━━━━━ THE INPUT
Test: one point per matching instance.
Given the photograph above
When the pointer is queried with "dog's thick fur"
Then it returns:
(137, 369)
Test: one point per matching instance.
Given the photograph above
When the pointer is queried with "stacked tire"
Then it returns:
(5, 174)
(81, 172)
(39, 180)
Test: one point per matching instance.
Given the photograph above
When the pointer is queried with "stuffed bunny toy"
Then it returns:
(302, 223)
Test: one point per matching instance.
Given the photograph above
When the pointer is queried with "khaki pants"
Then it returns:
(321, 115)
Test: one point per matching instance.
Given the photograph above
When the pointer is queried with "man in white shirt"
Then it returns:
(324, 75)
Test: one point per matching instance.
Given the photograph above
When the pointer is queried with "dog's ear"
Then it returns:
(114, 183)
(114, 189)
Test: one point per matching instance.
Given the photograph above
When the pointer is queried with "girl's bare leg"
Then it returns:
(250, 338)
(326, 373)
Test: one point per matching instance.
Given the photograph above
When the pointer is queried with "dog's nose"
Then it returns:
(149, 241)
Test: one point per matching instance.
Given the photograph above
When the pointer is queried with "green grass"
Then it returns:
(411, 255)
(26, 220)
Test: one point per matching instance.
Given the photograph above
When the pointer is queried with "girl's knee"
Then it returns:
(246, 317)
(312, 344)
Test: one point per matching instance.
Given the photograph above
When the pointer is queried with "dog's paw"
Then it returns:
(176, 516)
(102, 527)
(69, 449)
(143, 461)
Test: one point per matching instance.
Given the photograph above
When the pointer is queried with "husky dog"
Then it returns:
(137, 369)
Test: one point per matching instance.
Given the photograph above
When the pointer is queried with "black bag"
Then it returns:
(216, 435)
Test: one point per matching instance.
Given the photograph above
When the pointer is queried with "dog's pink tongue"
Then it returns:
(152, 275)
━━━━━━━━━━
-- WORK INSTRUCTION --
For the word "girl", show every line of the entries that holds it.

-- SOLUTION TO THIS PROBLEM --
When the pointer is queried with "girl's bare leg"
When the pointer is queried with "girl's knee"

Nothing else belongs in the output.